**ATTIVITÀ DA SVOLGERE**
1. Nella sentenza del TAR Campania, quale sezione del tribunale ha pronunciato la decisione?
2. Prosegua la sentenza del TAR Campania dal punto in cui il testo si interrompe.

Pubblicato il 29/08/2022

N. 05523/2022 REG.PROV.COLL.

N. 05276/2021 REG.RIC.

REPUBBLICA ITALIANA

IN NOME DEL POPOLO ITALIANO

Il Tribunale Amministrativo Regionale della Campania

(Sezione Prima)

ha pronunciato la presente

SENTENZA

sul ricorso numero di registro generale 5276 del 2021, integrato da motivi aggiunti, proposto da
-OSIS-., in persona del legale rappresentante pro tempore,-OSIS-, rappresentato e difeso dagli avvocati S V, D C, C M, con recapito digitale come da PEC da Registri di -OSIS-zia;

contro

- Ministero dell'Interno, in persona del Ministro pro tempore,
- Prefettura - Ufficio Territoriale del Governo (UTG) di Napoli, in persona del Prefetto pro tempore,
rappresentati e difesi dall'Avvocatura Distrettuale Napoli, domiciliataria ex lege in Napoli, via Diaz 11 e con recapito digitale come da PEC da Registri di giustizia;

per l'annullamento

Riguardo al ricorso introduttivo ed al ricorso per motivi aggiunti:

- del provvedimento, prot. n. -OSIS-del 21 settembre 2021, notificato alla società -OSIS- a mezzo PEC in pari data, col quale il Prefetto di Napoli ha disposto il rigetto dell'istanza di iscrizione nell’Elenco dei fornitori a white list inoltrata dalla ricorrente;

-del verbale -OSIS-del -OSIS- del Gruppo Ispettivo antimafia ha proposto l'adozione del provvedimento interdittivo nei confronti della società ricorrente, richiamato nel medesimo provvedimento;

- della comunicazione prot. n.

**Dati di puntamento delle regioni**
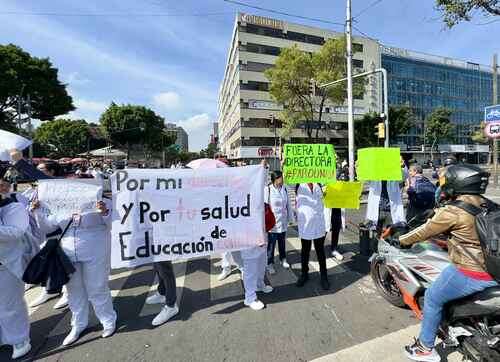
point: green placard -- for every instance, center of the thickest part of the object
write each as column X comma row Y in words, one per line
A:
column 379, row 164
column 309, row 163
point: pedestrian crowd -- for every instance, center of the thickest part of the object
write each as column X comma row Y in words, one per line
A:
column 25, row 225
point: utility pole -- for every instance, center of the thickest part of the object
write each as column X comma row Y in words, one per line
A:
column 495, row 101
column 30, row 126
column 350, row 117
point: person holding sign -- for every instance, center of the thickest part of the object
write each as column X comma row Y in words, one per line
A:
column 312, row 229
column 87, row 244
column 14, row 257
column 276, row 196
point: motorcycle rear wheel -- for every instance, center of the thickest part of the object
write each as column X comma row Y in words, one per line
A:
column 476, row 351
column 385, row 283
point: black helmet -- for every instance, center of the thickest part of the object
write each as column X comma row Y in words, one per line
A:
column 450, row 160
column 464, row 179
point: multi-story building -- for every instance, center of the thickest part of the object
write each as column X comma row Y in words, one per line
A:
column 182, row 139
column 422, row 82
column 245, row 107
column 425, row 82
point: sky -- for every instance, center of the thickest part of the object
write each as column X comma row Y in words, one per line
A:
column 170, row 55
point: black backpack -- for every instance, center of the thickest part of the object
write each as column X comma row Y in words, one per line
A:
column 488, row 229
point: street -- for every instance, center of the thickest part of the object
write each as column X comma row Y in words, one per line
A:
column 349, row 322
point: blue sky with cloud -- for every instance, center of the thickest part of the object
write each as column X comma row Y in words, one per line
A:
column 131, row 52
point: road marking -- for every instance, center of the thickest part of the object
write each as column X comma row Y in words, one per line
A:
column 388, row 348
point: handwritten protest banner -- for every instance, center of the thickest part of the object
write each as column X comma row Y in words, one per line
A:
column 66, row 197
column 309, row 163
column 343, row 195
column 379, row 164
column 173, row 214
column 9, row 141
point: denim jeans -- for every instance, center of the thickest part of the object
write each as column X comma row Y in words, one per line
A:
column 271, row 244
column 451, row 284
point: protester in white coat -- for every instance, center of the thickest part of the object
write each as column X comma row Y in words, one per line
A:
column 87, row 244
column 311, row 222
column 276, row 196
column 17, row 247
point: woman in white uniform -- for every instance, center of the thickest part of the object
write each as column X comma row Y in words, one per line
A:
column 276, row 196
column 312, row 229
column 17, row 247
column 87, row 244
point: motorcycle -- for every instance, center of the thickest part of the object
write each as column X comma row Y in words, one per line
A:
column 401, row 276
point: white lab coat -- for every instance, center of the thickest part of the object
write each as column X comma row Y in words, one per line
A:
column 310, row 212
column 16, row 249
column 88, row 246
column 395, row 201
column 281, row 205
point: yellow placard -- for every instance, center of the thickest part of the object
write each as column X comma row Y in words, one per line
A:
column 343, row 195
column 379, row 164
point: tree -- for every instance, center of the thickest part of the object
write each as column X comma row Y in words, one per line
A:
column 401, row 119
column 456, row 11
column 128, row 125
column 290, row 83
column 23, row 76
column 65, row 137
column 438, row 127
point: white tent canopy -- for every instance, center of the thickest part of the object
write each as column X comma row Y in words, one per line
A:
column 105, row 152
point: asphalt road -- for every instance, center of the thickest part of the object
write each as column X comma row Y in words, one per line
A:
column 351, row 322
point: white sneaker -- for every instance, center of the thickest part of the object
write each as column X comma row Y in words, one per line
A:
column 265, row 289
column 156, row 298
column 108, row 332
column 165, row 314
column 42, row 298
column 21, row 349
column 337, row 255
column 62, row 302
column 255, row 305
column 224, row 274
column 73, row 336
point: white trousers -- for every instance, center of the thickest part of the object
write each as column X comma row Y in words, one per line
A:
column 90, row 283
column 395, row 201
column 14, row 319
column 253, row 275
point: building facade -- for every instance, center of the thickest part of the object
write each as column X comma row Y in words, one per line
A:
column 425, row 82
column 245, row 108
column 182, row 138
column 422, row 82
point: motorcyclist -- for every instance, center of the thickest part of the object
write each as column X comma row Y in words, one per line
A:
column 467, row 274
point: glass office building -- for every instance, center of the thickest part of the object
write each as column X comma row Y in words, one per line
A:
column 426, row 82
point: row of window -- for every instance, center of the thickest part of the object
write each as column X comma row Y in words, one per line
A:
column 264, row 87
column 270, row 141
column 290, row 35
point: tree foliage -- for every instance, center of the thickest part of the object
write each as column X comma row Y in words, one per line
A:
column 32, row 76
column 438, row 127
column 401, row 119
column 455, row 11
column 290, row 80
column 133, row 125
column 64, row 137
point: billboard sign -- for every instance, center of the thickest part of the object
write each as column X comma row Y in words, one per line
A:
column 492, row 114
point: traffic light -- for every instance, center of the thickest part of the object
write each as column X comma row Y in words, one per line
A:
column 312, row 87
column 380, row 127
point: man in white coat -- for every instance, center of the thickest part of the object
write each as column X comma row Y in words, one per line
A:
column 17, row 247
column 87, row 244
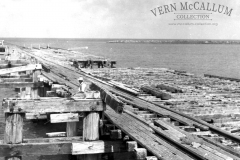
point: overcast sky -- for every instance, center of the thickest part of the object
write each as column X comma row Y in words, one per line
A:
column 108, row 19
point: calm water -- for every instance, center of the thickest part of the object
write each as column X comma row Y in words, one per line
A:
column 213, row 59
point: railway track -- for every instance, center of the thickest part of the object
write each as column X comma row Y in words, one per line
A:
column 187, row 137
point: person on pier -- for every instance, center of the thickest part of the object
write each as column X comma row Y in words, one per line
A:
column 82, row 85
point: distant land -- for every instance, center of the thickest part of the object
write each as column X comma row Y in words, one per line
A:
column 176, row 41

**SOLUZIONI DELLE ATTIVITÀ**
1. La Sezione Prima.

2.
0-OSIS- del 21 settembre 2021 con la quale la Prefettura di Napoli ha comunicato a mezzo PEC il provvedimento interdittivo antimafia ai sensi degli artt. 84 e 91 del d.lgs. n. 159/2011 alla società -OSIS-;

- della nota prot. n. -OSIS- del 3 settembre 2021 della Questura di Napoli;

- di ogni altro atto connesso e presupposto del provvedimento impugnato, eventualmente adottato in sede istruttoria e allo stato non conosciuto;


Visti il ricorso, i motivi aggiunti e i relativi allegati;

Visti gli atti di costituzione in giudizio del Ministero dell'Interno e della Prefettura – UTG di Napoli;

Visti l’ordinanza presidenziale n. 1309 del 10 dicembre 2021 ed i relativi adempimenti;

Visti tutti gli atti della causa;

Relatore nell'udienza pubblica del giorno 25 maggio 2022 il dott. G P e uditi per le parti i difensori come specificato nel verbale;

Ritenuto e considerato in fatto e diritto quanto segue.


FATTO

1.- La società ricorrente, -OSIS-s. ha per oggetto le seguenti attività : “ realizzazione di opere e lavori edili, pubblici e privati di ogni genere, in particolare la costruzione, ristrutturazione, restauro e manutenzione di edifici civili, industriali e monumentali ivi compresi tutte le opere connesse ed accessorie, nonché opere relative a demolizioni e sterri;
il noleggio di attrezzature e macchine edili, la locazione (non finanziaria) di autoveicoli, motocicli ed imbarcazioni in genere, incluso il charter nautico, nonché il commercio, l'importazione e l'esportazione di autoveicoli, aeromobili ed imbarcazioni”.

In data 19 febbraio 2021, la società ricorrente ha chiesto alla Prefettura di Napoli di essere iscritta nell’elenco provinciale dei fornitori, prestatori di servizi ed esecutori non soggetti a tentativo di infiltrazione mafiosa, di cui all'articolo 1, comma 52, della legge 6 novembre 2012, n. 190 ed al d.p.c.m. 18 aprile 2013 (cd White list), il Regolamento contenente le modalità per l'istituzione e

La Prefettura, col provvedimento prot. n. -OSIS-del 21 settembre 2021 ha opposto il proprio diniego Alla richiesta;
con nota prot. n. -OSIS- del 21 settembre 2021 ha quindi comunicato alla ricorrente l’adozione del provvedimento interdittivo antimafia, ai sensi degli artt. 84 e 91 d. lgs. 159/2011.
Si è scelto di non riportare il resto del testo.